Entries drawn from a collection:
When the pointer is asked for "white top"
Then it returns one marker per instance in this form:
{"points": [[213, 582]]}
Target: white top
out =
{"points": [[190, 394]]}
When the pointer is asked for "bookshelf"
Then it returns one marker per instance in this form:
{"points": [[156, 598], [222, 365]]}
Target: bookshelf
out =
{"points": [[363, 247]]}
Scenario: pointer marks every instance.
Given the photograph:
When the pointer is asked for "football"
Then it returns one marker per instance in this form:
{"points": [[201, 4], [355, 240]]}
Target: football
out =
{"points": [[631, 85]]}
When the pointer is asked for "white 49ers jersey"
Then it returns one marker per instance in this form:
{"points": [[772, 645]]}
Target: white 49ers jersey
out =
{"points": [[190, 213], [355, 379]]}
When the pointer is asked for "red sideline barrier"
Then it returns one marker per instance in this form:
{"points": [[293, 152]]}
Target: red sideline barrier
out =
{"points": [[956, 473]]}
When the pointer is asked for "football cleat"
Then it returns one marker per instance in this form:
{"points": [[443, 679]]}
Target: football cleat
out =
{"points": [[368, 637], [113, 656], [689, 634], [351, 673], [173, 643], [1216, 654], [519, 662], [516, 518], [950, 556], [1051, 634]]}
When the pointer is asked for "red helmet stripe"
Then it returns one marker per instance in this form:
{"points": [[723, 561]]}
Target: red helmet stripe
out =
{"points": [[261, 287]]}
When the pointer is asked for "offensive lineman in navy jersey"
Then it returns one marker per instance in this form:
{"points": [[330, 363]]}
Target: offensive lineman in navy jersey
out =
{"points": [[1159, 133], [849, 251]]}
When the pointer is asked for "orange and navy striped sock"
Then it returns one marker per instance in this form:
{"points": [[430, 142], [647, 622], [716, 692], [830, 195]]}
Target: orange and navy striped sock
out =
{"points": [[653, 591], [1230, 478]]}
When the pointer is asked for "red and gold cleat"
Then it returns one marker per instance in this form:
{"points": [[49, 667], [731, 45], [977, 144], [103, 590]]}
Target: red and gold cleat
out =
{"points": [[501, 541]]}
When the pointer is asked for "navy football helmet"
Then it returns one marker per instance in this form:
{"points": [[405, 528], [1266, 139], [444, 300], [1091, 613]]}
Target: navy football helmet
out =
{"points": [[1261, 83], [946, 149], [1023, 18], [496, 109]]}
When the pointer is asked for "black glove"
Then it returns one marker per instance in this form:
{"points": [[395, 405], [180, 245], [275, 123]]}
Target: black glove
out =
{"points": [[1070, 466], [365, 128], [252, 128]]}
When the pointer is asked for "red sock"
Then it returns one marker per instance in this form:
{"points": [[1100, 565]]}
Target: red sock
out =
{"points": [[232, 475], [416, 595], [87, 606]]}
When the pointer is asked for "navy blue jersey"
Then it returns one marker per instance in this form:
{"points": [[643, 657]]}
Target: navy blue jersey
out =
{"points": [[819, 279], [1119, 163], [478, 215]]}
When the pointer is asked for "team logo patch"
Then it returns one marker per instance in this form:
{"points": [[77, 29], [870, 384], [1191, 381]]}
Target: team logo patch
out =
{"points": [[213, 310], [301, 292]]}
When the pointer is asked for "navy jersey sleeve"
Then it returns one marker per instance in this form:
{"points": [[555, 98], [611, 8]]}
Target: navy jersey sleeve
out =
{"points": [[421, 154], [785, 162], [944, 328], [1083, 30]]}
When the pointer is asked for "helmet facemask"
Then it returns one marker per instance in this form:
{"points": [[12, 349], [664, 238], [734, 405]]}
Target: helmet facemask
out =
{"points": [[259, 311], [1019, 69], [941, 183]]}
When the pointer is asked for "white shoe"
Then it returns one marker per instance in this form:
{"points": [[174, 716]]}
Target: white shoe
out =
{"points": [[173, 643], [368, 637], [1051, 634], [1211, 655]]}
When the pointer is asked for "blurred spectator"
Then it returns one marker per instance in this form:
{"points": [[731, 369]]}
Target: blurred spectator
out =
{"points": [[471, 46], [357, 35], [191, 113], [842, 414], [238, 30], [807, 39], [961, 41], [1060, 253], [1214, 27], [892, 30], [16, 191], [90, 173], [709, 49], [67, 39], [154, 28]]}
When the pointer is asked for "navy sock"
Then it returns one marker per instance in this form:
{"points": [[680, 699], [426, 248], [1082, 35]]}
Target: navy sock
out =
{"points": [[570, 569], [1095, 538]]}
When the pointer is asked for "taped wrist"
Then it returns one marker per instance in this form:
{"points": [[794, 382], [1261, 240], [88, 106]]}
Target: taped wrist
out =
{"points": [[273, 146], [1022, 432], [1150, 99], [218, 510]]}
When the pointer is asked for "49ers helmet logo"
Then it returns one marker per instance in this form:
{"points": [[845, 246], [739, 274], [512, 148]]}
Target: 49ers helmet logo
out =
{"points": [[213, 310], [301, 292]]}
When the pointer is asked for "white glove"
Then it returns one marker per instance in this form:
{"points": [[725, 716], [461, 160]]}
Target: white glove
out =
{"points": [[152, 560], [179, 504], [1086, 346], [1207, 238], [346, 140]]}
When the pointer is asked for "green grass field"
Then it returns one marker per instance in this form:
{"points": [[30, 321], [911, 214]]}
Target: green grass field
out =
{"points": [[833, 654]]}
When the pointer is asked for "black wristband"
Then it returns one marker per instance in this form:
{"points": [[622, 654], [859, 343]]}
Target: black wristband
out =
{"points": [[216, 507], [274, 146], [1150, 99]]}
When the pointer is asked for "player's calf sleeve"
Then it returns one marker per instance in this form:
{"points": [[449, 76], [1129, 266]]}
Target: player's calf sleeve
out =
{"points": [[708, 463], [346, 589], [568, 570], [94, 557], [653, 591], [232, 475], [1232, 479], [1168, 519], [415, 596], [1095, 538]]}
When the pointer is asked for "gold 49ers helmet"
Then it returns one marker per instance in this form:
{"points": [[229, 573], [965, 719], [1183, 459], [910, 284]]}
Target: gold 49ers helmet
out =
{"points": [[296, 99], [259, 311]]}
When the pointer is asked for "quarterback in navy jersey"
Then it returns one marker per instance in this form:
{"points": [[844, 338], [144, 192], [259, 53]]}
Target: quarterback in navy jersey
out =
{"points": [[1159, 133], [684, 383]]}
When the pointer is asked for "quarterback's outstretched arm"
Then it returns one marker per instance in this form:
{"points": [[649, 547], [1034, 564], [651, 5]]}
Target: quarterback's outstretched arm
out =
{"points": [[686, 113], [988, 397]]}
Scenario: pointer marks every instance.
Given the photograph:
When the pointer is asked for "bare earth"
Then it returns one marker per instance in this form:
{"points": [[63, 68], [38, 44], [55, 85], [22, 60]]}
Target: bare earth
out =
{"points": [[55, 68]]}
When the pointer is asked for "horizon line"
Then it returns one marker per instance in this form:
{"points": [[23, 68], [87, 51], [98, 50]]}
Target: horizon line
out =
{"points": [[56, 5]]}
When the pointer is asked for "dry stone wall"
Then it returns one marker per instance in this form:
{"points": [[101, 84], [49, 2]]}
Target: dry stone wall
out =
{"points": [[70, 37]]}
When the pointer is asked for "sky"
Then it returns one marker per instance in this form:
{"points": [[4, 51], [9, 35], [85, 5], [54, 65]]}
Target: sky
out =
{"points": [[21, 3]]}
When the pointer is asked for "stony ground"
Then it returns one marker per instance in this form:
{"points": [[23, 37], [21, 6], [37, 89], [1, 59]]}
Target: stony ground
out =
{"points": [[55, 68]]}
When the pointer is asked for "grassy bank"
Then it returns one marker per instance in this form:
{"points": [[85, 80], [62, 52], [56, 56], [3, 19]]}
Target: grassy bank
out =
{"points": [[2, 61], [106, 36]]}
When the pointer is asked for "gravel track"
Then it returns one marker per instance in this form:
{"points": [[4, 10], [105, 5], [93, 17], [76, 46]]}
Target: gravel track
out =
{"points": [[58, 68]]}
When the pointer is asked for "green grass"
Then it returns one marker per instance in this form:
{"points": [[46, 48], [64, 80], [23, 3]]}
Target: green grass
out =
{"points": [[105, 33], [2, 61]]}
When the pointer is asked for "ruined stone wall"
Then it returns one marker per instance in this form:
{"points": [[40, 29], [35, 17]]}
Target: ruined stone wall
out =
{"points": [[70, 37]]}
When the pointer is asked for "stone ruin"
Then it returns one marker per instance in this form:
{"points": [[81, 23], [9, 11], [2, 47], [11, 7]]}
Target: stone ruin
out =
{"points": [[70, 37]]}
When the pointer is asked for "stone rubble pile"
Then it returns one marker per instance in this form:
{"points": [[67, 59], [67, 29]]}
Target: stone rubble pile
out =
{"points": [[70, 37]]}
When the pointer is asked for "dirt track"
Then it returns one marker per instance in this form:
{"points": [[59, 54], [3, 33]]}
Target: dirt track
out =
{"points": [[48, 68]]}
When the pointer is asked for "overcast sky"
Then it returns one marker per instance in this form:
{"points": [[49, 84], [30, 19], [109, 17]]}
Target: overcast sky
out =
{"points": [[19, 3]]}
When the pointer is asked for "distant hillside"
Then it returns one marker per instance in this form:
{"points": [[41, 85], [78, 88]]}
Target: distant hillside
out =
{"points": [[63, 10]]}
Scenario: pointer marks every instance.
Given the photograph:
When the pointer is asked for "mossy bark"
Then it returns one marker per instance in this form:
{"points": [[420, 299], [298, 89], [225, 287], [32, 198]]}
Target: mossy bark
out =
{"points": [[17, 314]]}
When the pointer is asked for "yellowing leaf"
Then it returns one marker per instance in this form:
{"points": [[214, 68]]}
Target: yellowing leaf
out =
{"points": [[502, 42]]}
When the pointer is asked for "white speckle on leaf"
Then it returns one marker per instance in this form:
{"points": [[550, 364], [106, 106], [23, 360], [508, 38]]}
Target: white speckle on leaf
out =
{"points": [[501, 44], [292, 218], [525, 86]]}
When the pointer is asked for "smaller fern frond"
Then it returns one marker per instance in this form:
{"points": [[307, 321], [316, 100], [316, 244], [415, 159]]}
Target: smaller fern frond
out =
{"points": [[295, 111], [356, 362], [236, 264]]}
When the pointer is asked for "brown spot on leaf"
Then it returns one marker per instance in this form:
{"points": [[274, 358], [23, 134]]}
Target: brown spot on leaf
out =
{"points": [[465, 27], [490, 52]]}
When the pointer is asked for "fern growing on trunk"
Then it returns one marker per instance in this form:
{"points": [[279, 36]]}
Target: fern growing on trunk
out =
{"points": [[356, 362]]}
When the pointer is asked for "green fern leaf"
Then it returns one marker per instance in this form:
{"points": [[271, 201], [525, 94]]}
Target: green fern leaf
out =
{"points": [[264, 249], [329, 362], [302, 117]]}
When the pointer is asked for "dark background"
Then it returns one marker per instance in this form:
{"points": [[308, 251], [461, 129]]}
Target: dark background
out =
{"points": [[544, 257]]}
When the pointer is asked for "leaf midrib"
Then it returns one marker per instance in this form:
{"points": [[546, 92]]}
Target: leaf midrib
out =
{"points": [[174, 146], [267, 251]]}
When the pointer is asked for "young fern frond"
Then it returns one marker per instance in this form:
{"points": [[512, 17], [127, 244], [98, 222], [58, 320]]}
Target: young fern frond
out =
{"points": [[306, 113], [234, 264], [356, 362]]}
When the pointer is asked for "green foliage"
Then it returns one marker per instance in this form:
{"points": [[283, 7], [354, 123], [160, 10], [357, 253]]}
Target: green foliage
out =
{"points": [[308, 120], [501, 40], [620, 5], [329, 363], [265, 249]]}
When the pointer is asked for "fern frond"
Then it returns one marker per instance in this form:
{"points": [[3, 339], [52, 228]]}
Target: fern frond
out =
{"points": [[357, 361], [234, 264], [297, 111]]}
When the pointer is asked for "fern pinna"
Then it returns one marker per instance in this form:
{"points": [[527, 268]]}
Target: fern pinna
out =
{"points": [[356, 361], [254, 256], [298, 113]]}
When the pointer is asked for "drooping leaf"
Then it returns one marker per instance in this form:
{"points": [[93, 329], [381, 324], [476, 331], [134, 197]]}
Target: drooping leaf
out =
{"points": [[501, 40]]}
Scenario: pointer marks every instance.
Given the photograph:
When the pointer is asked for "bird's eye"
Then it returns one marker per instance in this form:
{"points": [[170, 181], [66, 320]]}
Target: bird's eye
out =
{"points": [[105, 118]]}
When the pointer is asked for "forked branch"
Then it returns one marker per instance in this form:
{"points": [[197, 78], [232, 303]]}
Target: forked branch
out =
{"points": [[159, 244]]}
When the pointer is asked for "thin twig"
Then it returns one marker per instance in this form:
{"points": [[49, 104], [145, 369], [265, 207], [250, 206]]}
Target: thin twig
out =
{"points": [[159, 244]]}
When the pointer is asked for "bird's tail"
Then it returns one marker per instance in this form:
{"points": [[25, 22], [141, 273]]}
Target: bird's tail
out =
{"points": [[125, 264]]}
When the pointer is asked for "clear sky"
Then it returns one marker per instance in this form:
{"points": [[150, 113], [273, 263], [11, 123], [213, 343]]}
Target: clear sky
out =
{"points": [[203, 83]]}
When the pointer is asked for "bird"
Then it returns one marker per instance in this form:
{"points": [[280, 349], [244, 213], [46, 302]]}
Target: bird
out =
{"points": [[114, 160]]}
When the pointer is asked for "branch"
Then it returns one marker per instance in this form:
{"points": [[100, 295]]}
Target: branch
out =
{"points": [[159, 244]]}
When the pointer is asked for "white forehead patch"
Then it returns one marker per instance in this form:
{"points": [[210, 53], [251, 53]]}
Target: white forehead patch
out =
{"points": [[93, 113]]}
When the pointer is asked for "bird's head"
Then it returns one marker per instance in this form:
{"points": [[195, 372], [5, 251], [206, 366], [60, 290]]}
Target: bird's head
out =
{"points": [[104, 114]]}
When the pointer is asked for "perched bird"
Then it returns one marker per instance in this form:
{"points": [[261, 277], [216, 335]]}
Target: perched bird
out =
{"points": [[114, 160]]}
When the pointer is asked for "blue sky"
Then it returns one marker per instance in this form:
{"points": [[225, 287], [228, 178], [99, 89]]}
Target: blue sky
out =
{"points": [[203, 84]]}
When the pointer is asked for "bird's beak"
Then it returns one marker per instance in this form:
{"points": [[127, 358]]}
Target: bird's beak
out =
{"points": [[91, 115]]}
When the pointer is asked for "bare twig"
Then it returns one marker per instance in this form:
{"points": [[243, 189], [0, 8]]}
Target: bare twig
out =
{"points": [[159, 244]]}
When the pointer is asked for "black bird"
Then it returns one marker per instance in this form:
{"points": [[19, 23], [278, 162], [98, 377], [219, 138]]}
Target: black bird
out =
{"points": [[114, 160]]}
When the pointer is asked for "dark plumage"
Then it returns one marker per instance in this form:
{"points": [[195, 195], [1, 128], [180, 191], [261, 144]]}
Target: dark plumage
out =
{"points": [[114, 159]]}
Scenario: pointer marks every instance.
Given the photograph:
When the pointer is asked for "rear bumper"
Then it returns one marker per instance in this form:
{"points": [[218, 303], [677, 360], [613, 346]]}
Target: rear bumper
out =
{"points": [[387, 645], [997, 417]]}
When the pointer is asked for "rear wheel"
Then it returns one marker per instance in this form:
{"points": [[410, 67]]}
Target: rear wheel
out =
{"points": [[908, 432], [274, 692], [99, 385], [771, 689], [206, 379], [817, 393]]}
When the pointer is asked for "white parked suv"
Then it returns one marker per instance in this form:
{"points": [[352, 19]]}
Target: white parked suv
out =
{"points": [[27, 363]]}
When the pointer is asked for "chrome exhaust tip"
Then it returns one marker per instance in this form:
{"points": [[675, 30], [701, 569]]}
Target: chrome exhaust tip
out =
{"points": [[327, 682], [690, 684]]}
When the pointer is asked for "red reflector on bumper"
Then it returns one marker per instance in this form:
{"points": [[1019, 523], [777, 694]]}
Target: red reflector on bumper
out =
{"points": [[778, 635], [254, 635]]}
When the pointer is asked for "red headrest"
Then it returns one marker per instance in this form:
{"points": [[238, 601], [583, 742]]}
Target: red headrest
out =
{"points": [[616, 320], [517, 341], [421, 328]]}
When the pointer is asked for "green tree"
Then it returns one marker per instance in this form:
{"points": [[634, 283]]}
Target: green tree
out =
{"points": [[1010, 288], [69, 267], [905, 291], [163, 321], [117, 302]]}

- WHAT THE TASK REQUIRES -
Please find every line in the rows above that contains the word "team", and copy each of those lines.

- WRITTEN RESPONSE -
When the pointer is asked for "team logo patch"
Target: team logo patch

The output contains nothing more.